PROBLEMS:
**a.** Decide whether each statement below agrees with the passage on drone warfare. Answer yes or no for each, and quote the words of the passage that decide it.
(i) Russia plans to produce at least 6,000 drones modelled after the Shahed-136 by 2025.
(ii) The new Russian drone factory covers an area equal to 20 football fields.
(iii) The Russian convoy that Aerorozvidka blocked was traveling from Kyiv to Chernobyl.
**b.** Carry on the passage on drone warfare in Ukraine, starting after its final sentence.

SOURCE PASSAGE:
***

Russia has responded by importing Iranian-manufactured Shahed136 attack drones. It has also expanded the domestic production of drones, such as the Orion-10, used for surveillance, and the Lancet, used for attacks. Russia intends by 2025 to manufacture at least 6,000 drones modelled after the Shahed-136 at a new factory that spans 14 football fields, or nearly a mile. This is on top of the 100,000 low-tier drones that Russia procures monthly. Third, the U.S. uses drones to strike what it designates as high-value targets, including senior-level personnel in terrorist organizations.
Ukraine and Russia use their drones for a broader set of tactical, operational and strategic purposes. Analysts often conflate these three levels of war to justify their claims that drones are reshaping conflict, but the levels are distinct. Drones have had the biggest impact at the tactical level of war, which characterizes battles between Ukrainian and Russian forces. Famously, Ukraine’s Aerorozvidka Air Reconnaissance Unit used drones to interdict and block a massive Russian convoy traveling from Chernobyl to Kyiv a month after Russia’s 24 February 2022 invasion of Ukraine.

***

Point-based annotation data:
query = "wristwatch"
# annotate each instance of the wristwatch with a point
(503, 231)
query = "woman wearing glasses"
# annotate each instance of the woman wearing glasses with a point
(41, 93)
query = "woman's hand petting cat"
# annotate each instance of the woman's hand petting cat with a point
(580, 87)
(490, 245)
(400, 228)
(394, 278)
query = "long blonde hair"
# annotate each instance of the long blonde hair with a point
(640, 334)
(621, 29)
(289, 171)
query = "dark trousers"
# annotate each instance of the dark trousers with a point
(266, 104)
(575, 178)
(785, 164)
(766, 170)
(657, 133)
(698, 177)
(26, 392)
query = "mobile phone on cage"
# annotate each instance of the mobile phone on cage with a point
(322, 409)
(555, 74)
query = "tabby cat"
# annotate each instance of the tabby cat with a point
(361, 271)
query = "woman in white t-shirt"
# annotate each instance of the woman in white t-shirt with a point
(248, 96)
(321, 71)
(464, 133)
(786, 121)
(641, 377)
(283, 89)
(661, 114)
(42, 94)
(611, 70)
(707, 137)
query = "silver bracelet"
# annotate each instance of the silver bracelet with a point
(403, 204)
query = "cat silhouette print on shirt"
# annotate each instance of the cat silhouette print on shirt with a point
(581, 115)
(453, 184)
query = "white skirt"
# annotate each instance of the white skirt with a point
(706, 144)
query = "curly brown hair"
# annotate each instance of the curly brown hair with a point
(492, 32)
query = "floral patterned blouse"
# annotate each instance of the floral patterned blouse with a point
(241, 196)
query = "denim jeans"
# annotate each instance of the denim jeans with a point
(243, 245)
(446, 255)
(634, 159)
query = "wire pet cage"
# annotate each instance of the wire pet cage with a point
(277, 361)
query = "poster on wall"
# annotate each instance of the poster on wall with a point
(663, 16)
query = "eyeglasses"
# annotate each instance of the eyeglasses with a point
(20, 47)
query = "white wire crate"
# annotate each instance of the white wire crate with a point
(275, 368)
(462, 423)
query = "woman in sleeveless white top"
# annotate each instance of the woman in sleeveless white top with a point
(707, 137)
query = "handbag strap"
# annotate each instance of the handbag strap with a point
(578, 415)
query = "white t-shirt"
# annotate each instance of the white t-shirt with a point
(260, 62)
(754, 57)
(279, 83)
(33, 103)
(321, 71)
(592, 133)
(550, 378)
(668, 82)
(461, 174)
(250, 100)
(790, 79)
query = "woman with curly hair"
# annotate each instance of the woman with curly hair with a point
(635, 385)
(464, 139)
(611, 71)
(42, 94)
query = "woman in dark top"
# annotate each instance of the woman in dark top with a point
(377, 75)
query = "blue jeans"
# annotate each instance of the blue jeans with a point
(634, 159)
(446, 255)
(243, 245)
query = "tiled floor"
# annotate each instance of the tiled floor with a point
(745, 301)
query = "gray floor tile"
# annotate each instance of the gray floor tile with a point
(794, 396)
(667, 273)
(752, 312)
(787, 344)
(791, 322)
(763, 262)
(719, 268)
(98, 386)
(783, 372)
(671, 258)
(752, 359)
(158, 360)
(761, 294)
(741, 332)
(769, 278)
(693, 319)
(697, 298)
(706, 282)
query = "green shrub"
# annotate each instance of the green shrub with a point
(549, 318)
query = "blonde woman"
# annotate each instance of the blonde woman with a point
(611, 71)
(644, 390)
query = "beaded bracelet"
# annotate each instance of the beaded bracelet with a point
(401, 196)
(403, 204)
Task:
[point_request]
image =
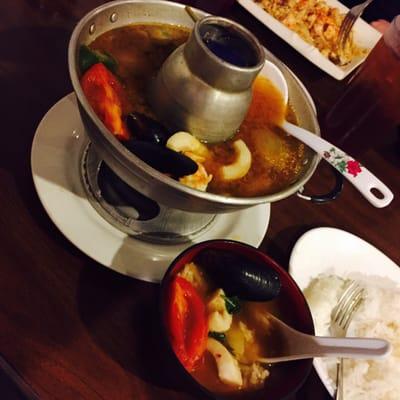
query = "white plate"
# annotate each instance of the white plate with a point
(365, 36)
(55, 159)
(336, 252)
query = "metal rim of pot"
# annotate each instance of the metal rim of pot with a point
(130, 168)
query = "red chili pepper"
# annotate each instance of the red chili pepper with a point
(186, 322)
(106, 96)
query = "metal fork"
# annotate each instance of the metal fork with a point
(341, 316)
(351, 17)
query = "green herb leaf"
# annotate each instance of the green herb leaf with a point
(232, 304)
(89, 57)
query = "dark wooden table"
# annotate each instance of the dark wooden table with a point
(72, 328)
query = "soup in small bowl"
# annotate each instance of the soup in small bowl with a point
(115, 59)
(215, 301)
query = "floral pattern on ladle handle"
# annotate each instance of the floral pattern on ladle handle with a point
(359, 176)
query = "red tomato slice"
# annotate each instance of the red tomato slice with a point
(105, 94)
(186, 322)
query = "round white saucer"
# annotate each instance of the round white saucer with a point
(55, 159)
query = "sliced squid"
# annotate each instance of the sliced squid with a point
(219, 320)
(185, 142)
(242, 163)
(191, 147)
(228, 368)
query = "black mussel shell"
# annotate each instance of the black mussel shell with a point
(161, 158)
(145, 128)
(240, 276)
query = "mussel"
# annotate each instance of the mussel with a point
(161, 158)
(147, 129)
(240, 276)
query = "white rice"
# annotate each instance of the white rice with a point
(379, 317)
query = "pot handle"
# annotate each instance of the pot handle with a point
(324, 198)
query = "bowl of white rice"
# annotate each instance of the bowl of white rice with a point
(378, 316)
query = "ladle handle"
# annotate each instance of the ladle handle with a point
(308, 346)
(357, 174)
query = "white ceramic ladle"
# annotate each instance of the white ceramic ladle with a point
(295, 345)
(357, 174)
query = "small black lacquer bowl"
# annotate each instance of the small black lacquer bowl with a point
(285, 378)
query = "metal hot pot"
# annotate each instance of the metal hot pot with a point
(192, 205)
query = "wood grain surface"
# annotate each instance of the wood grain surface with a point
(73, 329)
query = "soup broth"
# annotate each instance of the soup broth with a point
(276, 159)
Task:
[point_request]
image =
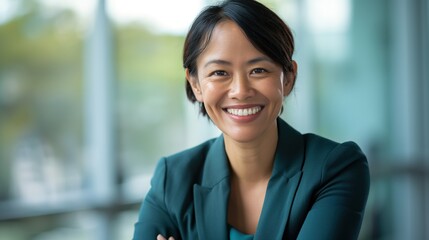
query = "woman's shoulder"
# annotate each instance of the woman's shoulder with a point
(328, 158)
(323, 147)
(191, 156)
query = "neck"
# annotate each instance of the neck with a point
(252, 161)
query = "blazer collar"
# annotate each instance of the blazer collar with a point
(211, 197)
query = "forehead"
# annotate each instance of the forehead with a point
(229, 42)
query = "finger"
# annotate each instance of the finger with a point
(160, 237)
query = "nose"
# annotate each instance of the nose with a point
(241, 88)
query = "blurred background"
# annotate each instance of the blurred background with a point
(92, 95)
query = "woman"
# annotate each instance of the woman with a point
(260, 179)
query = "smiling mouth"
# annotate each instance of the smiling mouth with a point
(244, 111)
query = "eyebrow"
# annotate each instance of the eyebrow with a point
(252, 61)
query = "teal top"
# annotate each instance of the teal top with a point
(234, 234)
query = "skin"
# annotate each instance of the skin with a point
(232, 74)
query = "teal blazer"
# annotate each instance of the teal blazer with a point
(318, 190)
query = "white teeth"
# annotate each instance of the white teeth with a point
(244, 112)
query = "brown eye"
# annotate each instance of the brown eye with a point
(258, 71)
(218, 73)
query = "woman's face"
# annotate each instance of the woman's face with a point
(242, 89)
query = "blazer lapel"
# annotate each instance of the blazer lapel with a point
(211, 197)
(283, 184)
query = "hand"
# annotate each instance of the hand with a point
(160, 237)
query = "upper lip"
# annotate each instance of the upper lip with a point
(242, 106)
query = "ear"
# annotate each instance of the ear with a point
(195, 85)
(290, 78)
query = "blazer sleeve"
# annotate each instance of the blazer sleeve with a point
(154, 218)
(340, 200)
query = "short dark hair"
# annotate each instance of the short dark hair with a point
(264, 29)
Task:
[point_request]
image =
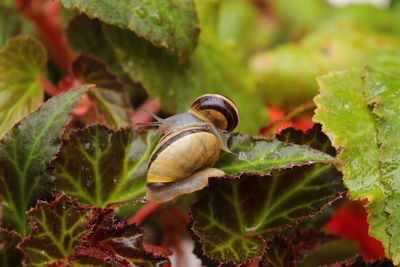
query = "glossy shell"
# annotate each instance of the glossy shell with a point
(180, 154)
(217, 109)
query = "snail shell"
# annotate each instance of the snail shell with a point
(217, 109)
(182, 160)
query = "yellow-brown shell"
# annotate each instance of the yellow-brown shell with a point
(180, 154)
(217, 109)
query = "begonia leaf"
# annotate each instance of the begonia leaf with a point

***

RESPONSES BY TASK:
**a.**
(i) Yes: "Russia intends by 2025 to manufacture at least 6,000 drones modelled after the Shahed-136"
(ii) No: "a new factory that spans 14 football fields, or nearly a mile"
(iii) No: "a massive Russian convoy traveling from Chernobyl to Kyiv"

**b.**
It did so by destroying slowmoving vehicles that stretched nearly 50 miles, causing Russia to abandon its advance. Both militaries have also adopted low-tier “first-person-view” drones, such as the U.S.-manufactured Switchblade or Russia’s Lancet, to attack tanks, armoured personnel carriers and soldiers. Russian and Ukrainian forces are increasingly using these first-person–view drones, combined with other low-tier drones used for reconnaissance and targeting, to suppress opposing forces. Suppression – temporarily preventing an opposing force or weapon from carrying out its mission – is a role normally reserved for artillery. For example, suppressive fire can force ground troops to shelter in trenches or bunkers and prevent them from advancing across open ground. These gains have led Russia and Ukraine to develop ways of countering each other’s drones. For example, Russia has capitalized on its advanced electronic warfare capabilities to effectively jam the digital link between Ukrainian operators and their drones. It also spoofs this link by creating a false signal that disorients Ukrainian drones, causing them to crash. As a result, Ukrainian drone operators are experimenting with ways to overcome jamming and spoofing.
This includes going “back to the future” by adopting terrain-based navigation, though this is less reliable than satellite-based navigation. Drones have been less successful at the operational level of war, which is designed to integrate battles into campaigns that achieve broader military objectives. In spring 2022, Ukraine used a TB-2, along with other capabilities, to sink Russia’s flagship ship — the Moskva — in the Black Sea. Since then, Ukrainian officials claim to have destroyed 15 additional Russian ships, as well as damaged 12 more. Ukraine also used sea drones – uncrewed water vessels – to damage the Kerch Bridge, connecting Crimea to mainland Russia, as well as attack fuel depots in the Baltic Sea and near St. Petersburg.
Though impressive, these and other operations have momentarily disrupted Russia’s use of the Black Sea to blockade Ukraine’s grain shipments, launch missiles against Ukraine and resupply its soldiers. The problem is that Ukraine lacks air superiority, which has encouraged its use of an army of drones to execute missions typically reserved for bombers, jets, attack helicopters and high-end drones. Though Denmark and the Netherlands have promised to provide Ukraine with F-16 fighter jets, thus replacing the country’s aging aircraft, they have not arrived.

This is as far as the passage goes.